#### Instruction:
Reproduce the rows below with every instance of "separate parts" swapped for "distinct pieces", keeping everything else the same.

----- Data records -----

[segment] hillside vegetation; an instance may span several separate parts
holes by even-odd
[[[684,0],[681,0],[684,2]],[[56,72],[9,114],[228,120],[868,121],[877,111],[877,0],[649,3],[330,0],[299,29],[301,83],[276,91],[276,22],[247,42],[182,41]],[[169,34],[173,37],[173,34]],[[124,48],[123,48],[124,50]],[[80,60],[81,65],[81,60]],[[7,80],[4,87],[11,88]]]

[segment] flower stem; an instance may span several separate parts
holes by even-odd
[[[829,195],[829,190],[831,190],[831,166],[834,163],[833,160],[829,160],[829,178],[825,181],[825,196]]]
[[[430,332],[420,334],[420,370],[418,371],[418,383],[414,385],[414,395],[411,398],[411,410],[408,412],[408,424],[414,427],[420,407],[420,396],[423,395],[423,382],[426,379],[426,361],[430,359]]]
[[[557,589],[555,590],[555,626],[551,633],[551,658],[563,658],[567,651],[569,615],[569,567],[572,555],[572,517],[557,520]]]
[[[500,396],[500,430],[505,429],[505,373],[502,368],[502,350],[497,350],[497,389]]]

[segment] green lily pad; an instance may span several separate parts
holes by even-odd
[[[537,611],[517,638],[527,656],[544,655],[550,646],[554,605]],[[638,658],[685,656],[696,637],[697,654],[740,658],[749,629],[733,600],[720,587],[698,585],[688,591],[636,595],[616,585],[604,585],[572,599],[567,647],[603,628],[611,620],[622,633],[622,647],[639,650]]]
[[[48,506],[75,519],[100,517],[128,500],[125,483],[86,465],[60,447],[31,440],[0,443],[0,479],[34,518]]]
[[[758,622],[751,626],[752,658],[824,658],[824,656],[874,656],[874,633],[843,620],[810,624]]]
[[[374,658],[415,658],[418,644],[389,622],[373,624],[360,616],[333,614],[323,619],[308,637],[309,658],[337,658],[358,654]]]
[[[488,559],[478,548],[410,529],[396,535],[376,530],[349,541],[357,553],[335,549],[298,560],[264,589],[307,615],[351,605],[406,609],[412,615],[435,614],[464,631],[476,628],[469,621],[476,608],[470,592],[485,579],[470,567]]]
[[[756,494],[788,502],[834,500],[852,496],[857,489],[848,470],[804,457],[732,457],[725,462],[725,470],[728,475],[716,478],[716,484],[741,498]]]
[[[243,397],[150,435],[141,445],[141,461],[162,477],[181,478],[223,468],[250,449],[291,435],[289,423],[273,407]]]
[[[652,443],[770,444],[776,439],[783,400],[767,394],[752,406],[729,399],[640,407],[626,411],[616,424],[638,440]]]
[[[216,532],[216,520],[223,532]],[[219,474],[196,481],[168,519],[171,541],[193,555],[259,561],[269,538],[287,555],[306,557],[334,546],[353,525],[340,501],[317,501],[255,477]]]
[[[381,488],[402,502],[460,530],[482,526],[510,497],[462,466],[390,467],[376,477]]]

-----

#### Exercise response:
[segment] hillside vegetation; an instance may span several distinct pieces
holes by even-odd
[[[684,0],[681,0],[684,2]],[[56,72],[9,114],[228,120],[868,121],[877,111],[877,0],[649,3],[330,0],[299,29],[301,83],[276,91],[276,22],[247,42],[182,41]],[[169,34],[173,37],[173,34]],[[124,48],[123,48],[124,50]],[[80,60],[81,65],[81,60]],[[7,80],[4,87],[11,88]]]

[segment] flower stem; an instance may span several distinct pieces
holes by even-odd
[[[829,195],[829,190],[831,190],[831,166],[834,163],[833,160],[829,160],[829,178],[825,181],[825,196]]]
[[[430,332],[420,334],[420,370],[418,371],[418,383],[414,385],[414,395],[411,398],[411,410],[408,412],[408,424],[414,427],[420,407],[420,396],[423,395],[423,382],[426,379],[426,361],[430,359]]]
[[[557,589],[555,590],[555,626],[551,633],[551,658],[563,658],[567,651],[569,615],[569,567],[572,555],[572,517],[557,520]]]
[[[500,396],[500,430],[505,429],[505,373],[502,368],[502,350],[497,350],[497,389]]]

[segment] green lily pad; an instance may span several distinct pieces
holes by even-odd
[[[537,611],[517,638],[527,656],[544,655],[550,646],[554,605]],[[638,658],[685,656],[696,637],[697,654],[740,658],[749,629],[733,600],[720,587],[698,585],[688,591],[636,595],[616,585],[604,585],[572,599],[567,647],[603,628],[611,620],[622,633],[622,647],[639,650]]]
[[[48,506],[75,519],[100,517],[128,500],[125,483],[86,465],[60,447],[31,440],[0,443],[0,479],[34,518]]]
[[[758,622],[751,626],[752,658],[824,658],[824,656],[874,656],[874,633],[843,620],[810,624]]]
[[[374,658],[415,658],[418,644],[389,622],[373,624],[360,616],[333,614],[323,619],[308,637],[309,658],[337,658],[358,654]]]
[[[488,559],[478,548],[410,529],[396,535],[376,530],[349,541],[357,553],[335,549],[298,560],[264,589],[307,615],[351,605],[406,609],[412,615],[435,614],[464,631],[476,628],[469,621],[476,608],[470,592],[485,579],[470,567]]]
[[[756,494],[788,502],[834,500],[852,496],[857,489],[848,470],[804,457],[732,457],[725,462],[725,470],[728,475],[716,478],[716,484],[741,498]]]
[[[243,397],[150,435],[141,445],[141,461],[162,477],[181,478],[223,468],[250,449],[291,435],[289,423],[273,407]]]
[[[652,443],[770,444],[776,439],[783,400],[767,394],[752,406],[729,399],[640,407],[626,411],[616,424],[638,440]]]
[[[216,532],[216,520],[223,532]],[[219,474],[196,481],[168,519],[171,541],[193,555],[259,561],[269,538],[287,555],[306,557],[334,546],[353,525],[340,501],[317,501],[255,477]]]
[[[381,488],[402,502],[460,530],[482,526],[510,497],[462,466],[390,467],[376,477]]]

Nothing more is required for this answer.